■ **DOCUMENT TEXT**
************
According to the EEOC, the interplay between the nondiscrimination principles of the ADA and employer-sponsored benefits such as health insurance and short and long term disability can be very complex. The EEOC has two publications that may help employers understand how the ADA applies to employer-sponsored benefits: Interim Enforcement Guidance On the Application of the Americans With Disabilities Act of 1990 to Disability-Based Distinctions In Employer Provided Health Insurance at http://www.eeoc.gov/policy/docs/health.html. Employee Benefits at http://www.eeoc.gov/policy/docs/benefits.html.

2. When employers offer long term disability insurance, can they condition the receipt of payments on termination of employment? Does this potentially violate the ADA's requirement that employers consider holding jobs for people who take leave as an accommodation (assuming the employee has a disability and plans to return to work at some point)?

Generally this practice does not violate the ADA. Long term disability is a benefit of employment that employers are free to offer or not. As such, employers set the parameters of the benefit. An employer might violate the ADA if the employer's purpose was to evade its obligations under the ADA, but that would be difficult to prove since the employer did not have to offer the benefit in the first place.

3. Can an employer terminate or reduce an individual's health insurance benefits because he or she is working fewer hours due to a disability?

Yes, according to the EEOC. The ADA does not prohibit the adoption of health insurance eligibility requirements that do not discriminate on the basis of disability, as long as such requirements are applied in the same manner to all employees. A requirement that employees work a certain number of hours to remain eligible for health insurance benefits does not discriminate on the basis of disability. It limits both individuals with and without disabilities. Thus, for example, an employee who works reduces hours for some other reason, such as attending school, would also be subject to a reduction or loss of health insurance benefits. From an EEOC informal guidance letter dated January 4, 1995.
************
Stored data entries
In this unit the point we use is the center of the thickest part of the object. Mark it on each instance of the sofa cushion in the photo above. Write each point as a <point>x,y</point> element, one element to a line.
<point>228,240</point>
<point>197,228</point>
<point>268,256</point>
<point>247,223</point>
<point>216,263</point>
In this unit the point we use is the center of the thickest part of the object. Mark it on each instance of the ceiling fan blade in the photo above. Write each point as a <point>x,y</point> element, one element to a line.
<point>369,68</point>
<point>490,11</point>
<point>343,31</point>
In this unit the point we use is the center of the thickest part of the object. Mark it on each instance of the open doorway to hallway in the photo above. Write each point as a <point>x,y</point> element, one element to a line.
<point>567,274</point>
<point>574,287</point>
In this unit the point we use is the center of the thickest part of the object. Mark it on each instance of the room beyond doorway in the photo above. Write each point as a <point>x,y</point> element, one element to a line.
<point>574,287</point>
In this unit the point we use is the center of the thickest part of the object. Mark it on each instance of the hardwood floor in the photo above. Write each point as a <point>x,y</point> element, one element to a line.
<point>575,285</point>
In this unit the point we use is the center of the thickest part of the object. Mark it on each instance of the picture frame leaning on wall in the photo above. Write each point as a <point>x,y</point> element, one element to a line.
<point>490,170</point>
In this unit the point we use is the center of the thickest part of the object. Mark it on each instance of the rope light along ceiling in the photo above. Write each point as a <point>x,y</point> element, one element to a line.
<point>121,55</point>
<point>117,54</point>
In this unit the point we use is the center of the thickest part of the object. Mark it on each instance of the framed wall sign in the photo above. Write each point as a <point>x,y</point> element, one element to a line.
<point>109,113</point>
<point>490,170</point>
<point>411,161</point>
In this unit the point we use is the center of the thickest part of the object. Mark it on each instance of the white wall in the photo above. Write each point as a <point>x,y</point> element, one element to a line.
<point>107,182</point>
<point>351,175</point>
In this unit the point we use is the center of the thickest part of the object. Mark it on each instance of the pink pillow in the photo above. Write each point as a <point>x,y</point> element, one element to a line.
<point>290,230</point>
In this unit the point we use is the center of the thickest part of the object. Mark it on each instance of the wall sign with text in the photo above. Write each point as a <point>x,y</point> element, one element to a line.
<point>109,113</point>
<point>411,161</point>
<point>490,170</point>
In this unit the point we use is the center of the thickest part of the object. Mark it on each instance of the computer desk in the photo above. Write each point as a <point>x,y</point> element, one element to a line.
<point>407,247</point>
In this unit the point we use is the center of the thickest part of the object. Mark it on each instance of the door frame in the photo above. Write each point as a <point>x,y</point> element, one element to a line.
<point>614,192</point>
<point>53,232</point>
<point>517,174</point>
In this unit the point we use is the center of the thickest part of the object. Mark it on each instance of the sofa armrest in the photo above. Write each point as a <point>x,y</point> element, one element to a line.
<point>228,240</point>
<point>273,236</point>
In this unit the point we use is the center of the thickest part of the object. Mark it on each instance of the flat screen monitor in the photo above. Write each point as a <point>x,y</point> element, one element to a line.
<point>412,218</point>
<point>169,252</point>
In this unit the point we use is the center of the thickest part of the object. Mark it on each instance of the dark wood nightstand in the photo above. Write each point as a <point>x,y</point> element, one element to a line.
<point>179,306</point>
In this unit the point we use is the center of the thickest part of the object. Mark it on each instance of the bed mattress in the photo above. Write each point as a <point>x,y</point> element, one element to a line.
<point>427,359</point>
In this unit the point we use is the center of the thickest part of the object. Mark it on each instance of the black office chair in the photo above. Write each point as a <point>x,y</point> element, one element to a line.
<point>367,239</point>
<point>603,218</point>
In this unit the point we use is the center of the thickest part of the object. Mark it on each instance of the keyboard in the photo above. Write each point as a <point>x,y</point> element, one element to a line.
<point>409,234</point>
************
■ **PROBLEM**
Pick up the text on how the ADA applies to employer-provided benefits after its last sentence and continue it.

■ **ANSWER**
B. Bonuses and Promotions If an employer bases bonuses or promotions on employee performance records and attendance, can the employer penalize an employee for work missed during leave taken as a reasonable accommodation?

No, according to the EEOC, to do so would be retaliation for the employee's use of a reasonable accommodation to which he/she is entitled under the law. Moreover, such punishment would make the leave an ineffective accommodation, thus making an employer liable for failing to provide a reasonable accommodation.

From Reasonable Accommodation and Undue Hardship under the ADA, question 19, at http://www.eeoc.gov/policy/docs/accommodation.html.

C. Reductions in Force and Layoffs

1. Does the ADA protect employees with disabilities from termination during a reduction in force or from being laid off when business is slow?

Although the ADA protects individuals with disabilities against discrimination on the basis of disability, employees with disabilities are not protected against non-discriminatory layoffs. When deciding to terminate or layoff employees, employers need to make sure that their decisions are based on business needs, rather than on a desire to get rid of employees with disabilities. For example, employers can base their layoff decisions on such non-discriminatory criteria as productivity, seniority, or job category. However, if an employer bases its layoff decisions on productivity of employees, it cannot penalize employees for accommodations that were provided under the ADA. The EEOC gives the following example: Company X is having a reduction-in-force. The company decides that any employee who has missed more than four weeks in the past year will be terminated. An employee took five weeks of leave for treatment of his disability. The company cannot count those five weeks in determining whether to terminate this employee.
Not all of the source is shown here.